▸ PROBLEM DETAILS
Quote the lines of the data below verbatim, beginning at the line that contains "In this picture, where can the dark car" and ending at the last line, both included, and excluding pictures.

#### GIVEN RECORDS

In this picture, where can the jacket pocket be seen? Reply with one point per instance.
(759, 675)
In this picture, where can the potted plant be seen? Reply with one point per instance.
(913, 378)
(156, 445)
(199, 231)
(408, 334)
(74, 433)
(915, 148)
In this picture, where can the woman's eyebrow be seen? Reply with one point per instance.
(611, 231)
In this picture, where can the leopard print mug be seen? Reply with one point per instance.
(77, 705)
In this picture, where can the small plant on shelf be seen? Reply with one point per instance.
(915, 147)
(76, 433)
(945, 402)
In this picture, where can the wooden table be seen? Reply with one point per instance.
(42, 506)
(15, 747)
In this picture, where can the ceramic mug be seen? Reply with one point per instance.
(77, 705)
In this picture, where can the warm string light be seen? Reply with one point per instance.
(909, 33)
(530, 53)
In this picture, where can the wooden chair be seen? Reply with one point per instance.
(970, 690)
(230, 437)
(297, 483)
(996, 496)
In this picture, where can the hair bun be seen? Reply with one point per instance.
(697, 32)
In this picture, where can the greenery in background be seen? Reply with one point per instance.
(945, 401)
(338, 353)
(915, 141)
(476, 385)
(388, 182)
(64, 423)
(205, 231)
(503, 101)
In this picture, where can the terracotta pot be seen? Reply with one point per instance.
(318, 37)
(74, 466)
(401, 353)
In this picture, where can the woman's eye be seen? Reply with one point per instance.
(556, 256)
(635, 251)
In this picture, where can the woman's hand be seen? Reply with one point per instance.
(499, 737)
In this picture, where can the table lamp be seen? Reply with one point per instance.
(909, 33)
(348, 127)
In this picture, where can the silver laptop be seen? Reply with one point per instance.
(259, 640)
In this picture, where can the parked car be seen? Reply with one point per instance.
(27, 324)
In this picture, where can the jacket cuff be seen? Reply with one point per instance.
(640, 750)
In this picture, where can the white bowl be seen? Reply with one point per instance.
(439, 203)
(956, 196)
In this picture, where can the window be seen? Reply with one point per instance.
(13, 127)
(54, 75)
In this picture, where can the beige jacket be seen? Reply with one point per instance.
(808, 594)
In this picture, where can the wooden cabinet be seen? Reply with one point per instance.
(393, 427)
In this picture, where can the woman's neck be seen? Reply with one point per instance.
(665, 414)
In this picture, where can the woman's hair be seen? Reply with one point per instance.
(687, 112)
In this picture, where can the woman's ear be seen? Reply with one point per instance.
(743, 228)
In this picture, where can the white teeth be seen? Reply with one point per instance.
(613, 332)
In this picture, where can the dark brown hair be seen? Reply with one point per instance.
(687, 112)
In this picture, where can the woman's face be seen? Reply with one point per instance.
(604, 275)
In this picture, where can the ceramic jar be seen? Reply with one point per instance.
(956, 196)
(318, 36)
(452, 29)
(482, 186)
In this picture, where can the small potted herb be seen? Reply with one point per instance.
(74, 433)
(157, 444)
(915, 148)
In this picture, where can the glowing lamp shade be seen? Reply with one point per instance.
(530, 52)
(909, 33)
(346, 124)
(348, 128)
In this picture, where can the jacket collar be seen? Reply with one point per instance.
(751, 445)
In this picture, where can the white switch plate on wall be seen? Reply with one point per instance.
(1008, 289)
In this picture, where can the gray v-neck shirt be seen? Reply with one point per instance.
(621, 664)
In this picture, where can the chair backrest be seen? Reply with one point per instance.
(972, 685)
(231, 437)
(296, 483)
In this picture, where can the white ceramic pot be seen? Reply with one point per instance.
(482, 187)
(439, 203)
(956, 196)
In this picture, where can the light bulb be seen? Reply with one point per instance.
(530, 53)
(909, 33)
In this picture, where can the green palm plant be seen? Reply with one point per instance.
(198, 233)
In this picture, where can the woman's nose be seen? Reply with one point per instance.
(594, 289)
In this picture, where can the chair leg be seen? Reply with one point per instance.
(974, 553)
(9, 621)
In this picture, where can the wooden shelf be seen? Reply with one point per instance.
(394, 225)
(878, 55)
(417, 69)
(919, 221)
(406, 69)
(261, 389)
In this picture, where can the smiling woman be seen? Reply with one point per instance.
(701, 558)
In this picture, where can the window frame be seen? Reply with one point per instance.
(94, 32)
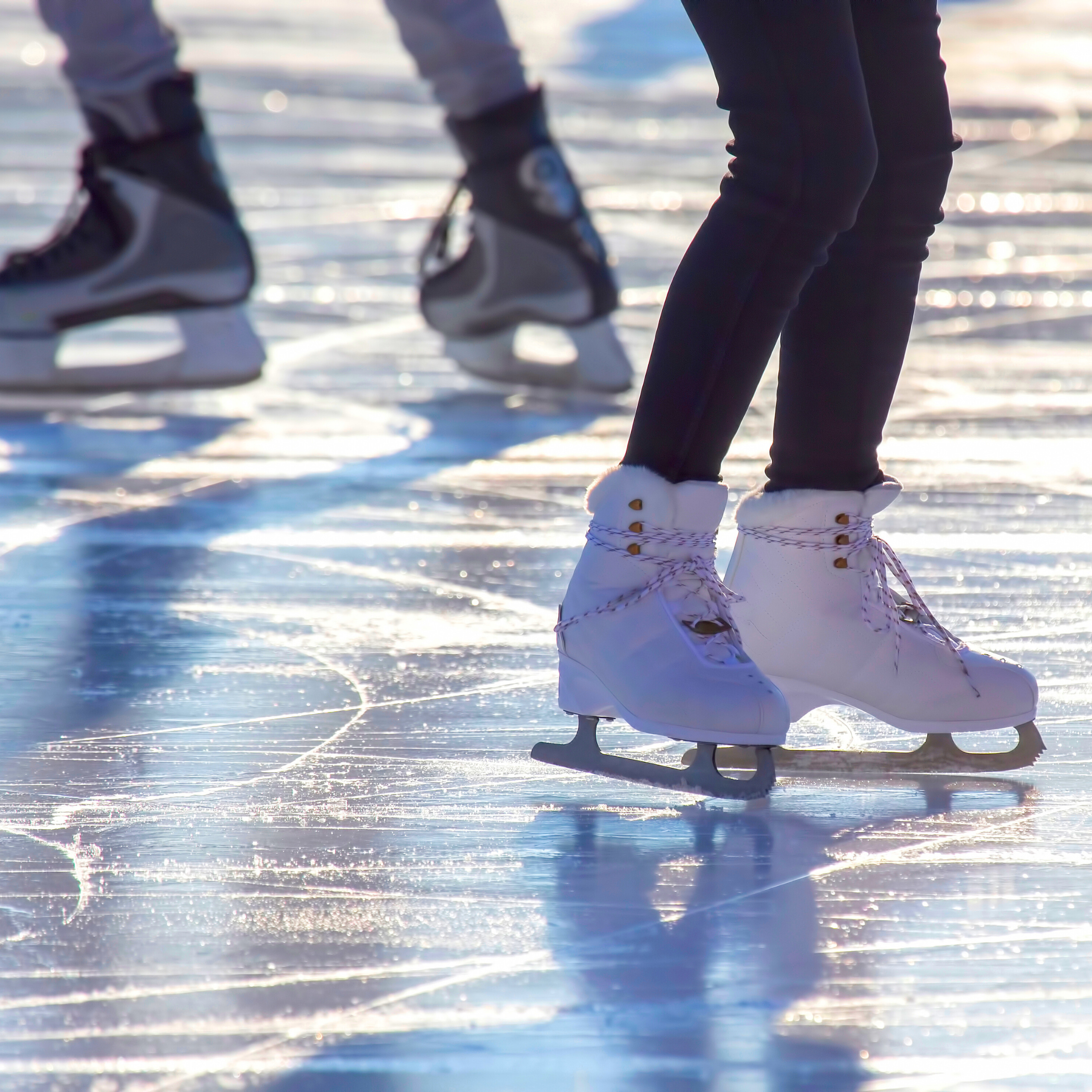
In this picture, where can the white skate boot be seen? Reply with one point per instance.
(153, 232)
(819, 616)
(533, 257)
(646, 634)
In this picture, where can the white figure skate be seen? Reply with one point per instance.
(820, 619)
(533, 256)
(646, 634)
(153, 232)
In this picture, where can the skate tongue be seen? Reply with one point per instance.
(879, 497)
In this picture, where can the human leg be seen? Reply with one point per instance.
(646, 615)
(115, 50)
(819, 612)
(843, 346)
(804, 157)
(463, 49)
(154, 230)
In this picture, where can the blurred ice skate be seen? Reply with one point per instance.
(532, 257)
(152, 232)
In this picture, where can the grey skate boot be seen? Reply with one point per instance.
(152, 231)
(533, 257)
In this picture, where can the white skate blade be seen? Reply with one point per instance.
(601, 364)
(700, 777)
(939, 754)
(220, 350)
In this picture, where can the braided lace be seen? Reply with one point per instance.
(882, 561)
(696, 575)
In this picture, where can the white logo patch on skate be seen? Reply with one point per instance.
(544, 176)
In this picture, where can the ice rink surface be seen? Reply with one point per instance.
(273, 659)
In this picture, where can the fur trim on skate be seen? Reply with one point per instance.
(760, 509)
(639, 479)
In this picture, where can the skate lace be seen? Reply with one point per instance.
(696, 575)
(882, 563)
(71, 232)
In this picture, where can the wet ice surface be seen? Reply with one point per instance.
(273, 659)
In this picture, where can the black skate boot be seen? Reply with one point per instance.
(152, 231)
(533, 257)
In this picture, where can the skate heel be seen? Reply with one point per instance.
(221, 346)
(602, 364)
(580, 693)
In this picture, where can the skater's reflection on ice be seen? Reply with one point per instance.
(688, 943)
(676, 944)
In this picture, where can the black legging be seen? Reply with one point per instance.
(842, 151)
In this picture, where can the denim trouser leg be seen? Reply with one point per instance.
(462, 47)
(841, 156)
(115, 47)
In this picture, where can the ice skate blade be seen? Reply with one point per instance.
(601, 366)
(939, 754)
(221, 350)
(700, 777)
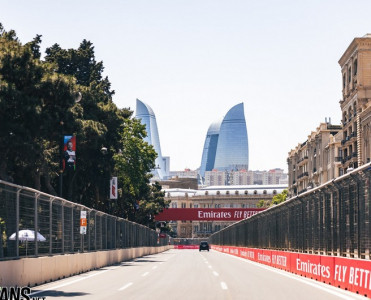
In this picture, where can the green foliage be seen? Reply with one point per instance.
(38, 106)
(279, 198)
(263, 204)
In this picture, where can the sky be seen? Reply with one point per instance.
(192, 60)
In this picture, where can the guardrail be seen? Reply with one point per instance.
(332, 219)
(57, 224)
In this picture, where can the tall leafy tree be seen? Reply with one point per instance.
(38, 106)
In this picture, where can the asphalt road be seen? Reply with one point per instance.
(189, 274)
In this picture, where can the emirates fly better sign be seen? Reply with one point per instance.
(207, 214)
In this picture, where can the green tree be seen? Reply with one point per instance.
(38, 106)
(279, 198)
(133, 165)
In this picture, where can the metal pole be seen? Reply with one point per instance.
(17, 223)
(72, 241)
(62, 227)
(50, 225)
(36, 223)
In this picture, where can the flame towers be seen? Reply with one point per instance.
(145, 113)
(226, 145)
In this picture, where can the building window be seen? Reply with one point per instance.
(344, 82)
(349, 74)
(355, 66)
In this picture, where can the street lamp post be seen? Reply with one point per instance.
(61, 170)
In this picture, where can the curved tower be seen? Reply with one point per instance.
(233, 148)
(226, 145)
(147, 117)
(209, 152)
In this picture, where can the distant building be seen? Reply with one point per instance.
(145, 113)
(187, 173)
(216, 197)
(245, 177)
(356, 104)
(315, 161)
(333, 150)
(226, 144)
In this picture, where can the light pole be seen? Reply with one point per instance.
(61, 170)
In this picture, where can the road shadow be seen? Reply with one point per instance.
(51, 293)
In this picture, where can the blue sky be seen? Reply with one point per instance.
(191, 61)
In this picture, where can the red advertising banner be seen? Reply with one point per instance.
(346, 273)
(207, 214)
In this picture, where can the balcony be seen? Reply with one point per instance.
(338, 159)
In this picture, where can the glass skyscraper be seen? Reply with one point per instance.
(226, 145)
(145, 113)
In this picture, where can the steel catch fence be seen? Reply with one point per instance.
(332, 219)
(56, 222)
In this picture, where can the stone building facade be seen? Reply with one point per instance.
(315, 161)
(215, 197)
(355, 105)
(333, 150)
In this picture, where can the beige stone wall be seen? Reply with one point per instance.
(39, 270)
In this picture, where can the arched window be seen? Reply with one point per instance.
(349, 74)
(355, 66)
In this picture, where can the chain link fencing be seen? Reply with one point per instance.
(56, 222)
(332, 219)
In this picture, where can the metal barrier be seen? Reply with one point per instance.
(332, 219)
(57, 224)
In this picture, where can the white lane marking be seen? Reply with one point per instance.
(125, 286)
(224, 285)
(70, 282)
(322, 286)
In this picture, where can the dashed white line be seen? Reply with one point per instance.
(322, 286)
(125, 286)
(224, 285)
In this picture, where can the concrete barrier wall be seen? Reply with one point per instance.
(40, 270)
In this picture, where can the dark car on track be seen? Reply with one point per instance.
(204, 246)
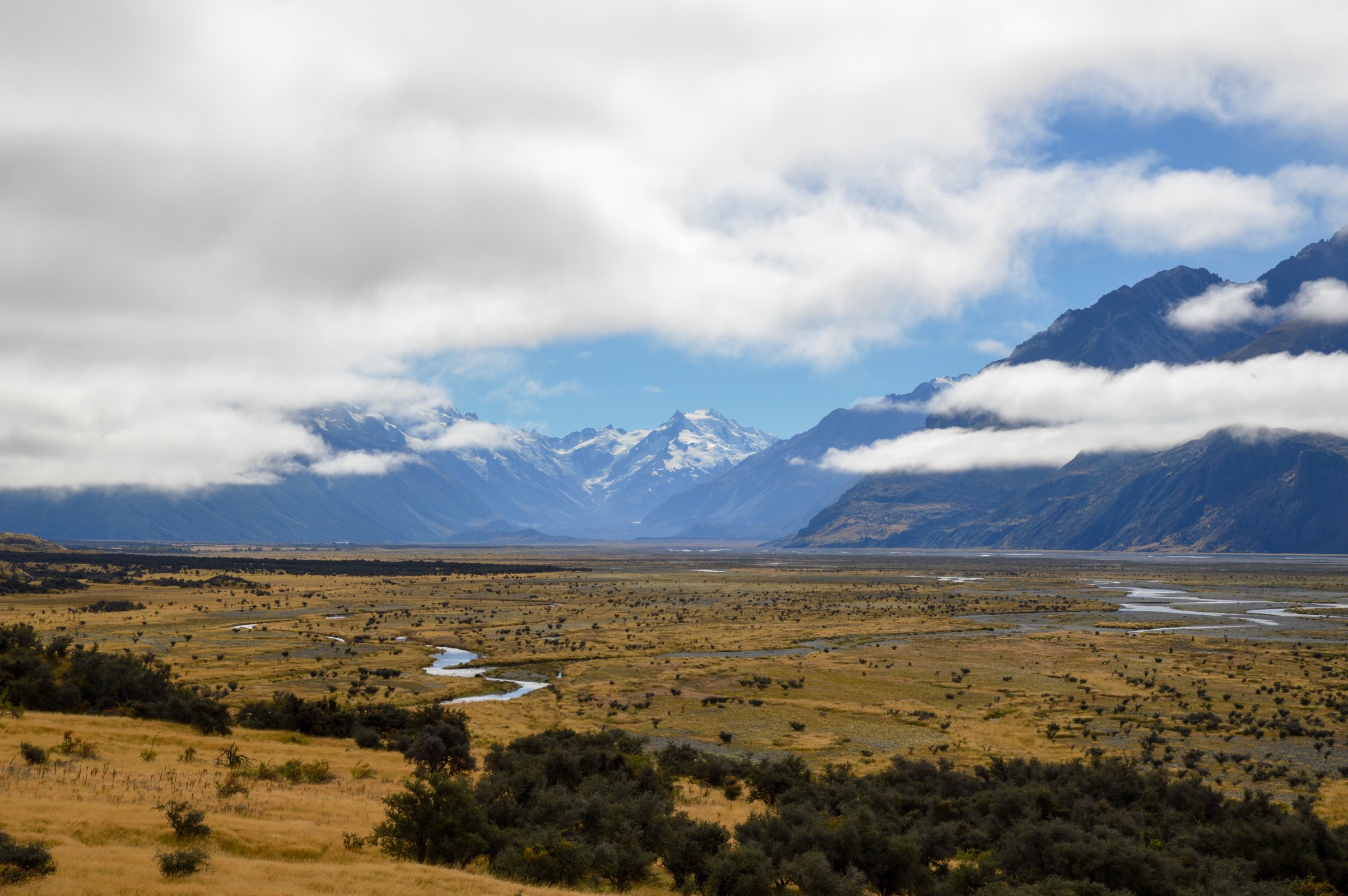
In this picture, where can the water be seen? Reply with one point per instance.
(1266, 610)
(449, 663)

########

▸ EXERCISE OUTPUT
In this picture, where can the dark car on track be seen? Reply with one point per instance.
(204, 246)
In this picture, where can the water be seen? Reply with one point per instance.
(1266, 610)
(449, 663)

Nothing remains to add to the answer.